## Text segment
========

Baselines. For controlled experiments, we compare the performance of our algorithm with other debiasing algorithms, either presuming a particular bias type or requiring access to additional labels containing information about bias attributes. We consider HEX proposed by Wang et al. [25], which attempts to remove texture bias using the bias-specific knowledge. We also consider REPAIR and Group DRO proposed by Li and Vasconcelos [18] and Sagawa et al. [24], requiring explicit labeling of the bias attributes. We provide a detailed description of the employed baselines in Appendix D.

Ratio of the bias-aligned samples. In the first set of experiments, we vary the ratio of bias-aligned samples in the training dataset by selecting from $\{95.0\%,98.0\%,99.0\%,99.5\%\}$ . We experiment on Colored MNIST, and Corrupted CIFAR-10^1,2 datasets with $(a_{t},a_{b})=(\texttt{Digit},\texttt{Color})$ , and $(a_{t},a_{b})=(\texttt{Object},\texttt{Corruption})$ , respectively.

========

## Entries supplied
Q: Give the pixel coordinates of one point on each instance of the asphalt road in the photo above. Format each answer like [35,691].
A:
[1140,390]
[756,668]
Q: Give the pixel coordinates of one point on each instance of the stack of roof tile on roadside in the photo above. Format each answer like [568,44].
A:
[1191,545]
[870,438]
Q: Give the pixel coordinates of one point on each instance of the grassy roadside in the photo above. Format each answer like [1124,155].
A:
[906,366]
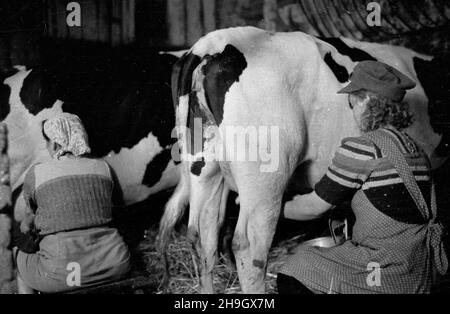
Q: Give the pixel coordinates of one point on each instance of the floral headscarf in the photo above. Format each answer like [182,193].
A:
[67,130]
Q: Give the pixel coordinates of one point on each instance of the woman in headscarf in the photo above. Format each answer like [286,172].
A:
[69,201]
[397,240]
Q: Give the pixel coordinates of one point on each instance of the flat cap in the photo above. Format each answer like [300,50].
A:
[379,78]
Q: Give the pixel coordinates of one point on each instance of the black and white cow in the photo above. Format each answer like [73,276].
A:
[253,79]
[128,114]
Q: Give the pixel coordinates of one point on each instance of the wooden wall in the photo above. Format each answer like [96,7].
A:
[423,25]
[107,21]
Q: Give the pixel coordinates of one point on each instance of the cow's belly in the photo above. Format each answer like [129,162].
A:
[130,166]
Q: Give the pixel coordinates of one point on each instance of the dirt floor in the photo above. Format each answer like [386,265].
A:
[184,277]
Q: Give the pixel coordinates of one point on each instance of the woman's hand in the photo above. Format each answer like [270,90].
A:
[306,207]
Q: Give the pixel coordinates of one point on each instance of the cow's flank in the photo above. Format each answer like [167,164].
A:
[127,113]
[285,84]
[221,71]
[356,54]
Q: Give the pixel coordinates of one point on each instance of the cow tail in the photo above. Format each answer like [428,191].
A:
[174,211]
[176,206]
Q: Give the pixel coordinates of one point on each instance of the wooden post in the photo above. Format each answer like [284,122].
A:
[89,20]
[209,15]
[176,17]
[128,21]
[61,19]
[6,260]
[194,21]
[270,15]
[18,49]
[116,23]
[103,20]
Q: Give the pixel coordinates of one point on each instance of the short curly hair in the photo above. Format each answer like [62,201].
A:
[381,111]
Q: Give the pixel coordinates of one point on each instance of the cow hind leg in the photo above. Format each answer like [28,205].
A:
[206,214]
[173,212]
[258,217]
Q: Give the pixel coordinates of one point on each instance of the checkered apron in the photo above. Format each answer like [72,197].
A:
[384,255]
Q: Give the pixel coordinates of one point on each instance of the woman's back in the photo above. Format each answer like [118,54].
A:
[69,194]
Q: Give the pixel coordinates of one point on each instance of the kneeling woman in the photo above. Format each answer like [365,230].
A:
[70,199]
[396,238]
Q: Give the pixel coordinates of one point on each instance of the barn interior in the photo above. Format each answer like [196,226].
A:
[123,37]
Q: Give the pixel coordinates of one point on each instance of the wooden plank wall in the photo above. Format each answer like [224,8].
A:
[188,20]
[107,21]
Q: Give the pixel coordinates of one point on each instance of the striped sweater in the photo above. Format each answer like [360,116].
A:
[359,164]
[69,194]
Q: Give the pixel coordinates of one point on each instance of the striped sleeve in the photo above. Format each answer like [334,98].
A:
[29,189]
[349,170]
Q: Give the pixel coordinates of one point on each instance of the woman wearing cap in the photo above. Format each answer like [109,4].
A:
[70,199]
[386,176]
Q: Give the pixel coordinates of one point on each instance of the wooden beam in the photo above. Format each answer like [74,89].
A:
[61,16]
[103,17]
[89,21]
[116,22]
[176,19]
[128,21]
[270,15]
[194,21]
[209,15]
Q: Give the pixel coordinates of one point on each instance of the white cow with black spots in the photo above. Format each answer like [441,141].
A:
[247,77]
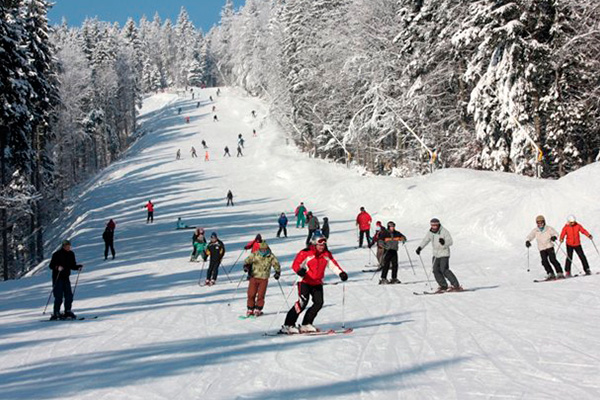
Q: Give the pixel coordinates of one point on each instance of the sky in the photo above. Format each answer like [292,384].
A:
[203,13]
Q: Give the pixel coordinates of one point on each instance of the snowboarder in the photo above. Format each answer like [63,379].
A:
[440,242]
[312,224]
[61,264]
[545,236]
[363,221]
[310,264]
[109,238]
[282,225]
[572,230]
[215,250]
[300,214]
[389,241]
[258,266]
[150,207]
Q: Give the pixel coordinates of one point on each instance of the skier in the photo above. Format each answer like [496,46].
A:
[282,225]
[109,238]
[545,236]
[300,214]
[310,264]
[440,242]
[363,221]
[215,250]
[313,225]
[150,207]
[571,230]
[258,266]
[61,264]
[389,241]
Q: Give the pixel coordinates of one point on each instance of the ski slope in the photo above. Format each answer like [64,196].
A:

========

Answer these questions using the text on debiasing experiments:
1. Which baseline attempts to remove texture bias by using bias-specific knowledge?
2. Which ratios of bias-aligned samples in the training dataset are tested?
3. Which target and bias attributes are paired for Corrupted CIFAR-10?

## Problem solution
1. HEX, proposed by Wang et al.
2. 95.0%, 98.0%, 99.0%, and 99.5%.
3. Object is the target attribute, and Corruption is the bias attribute.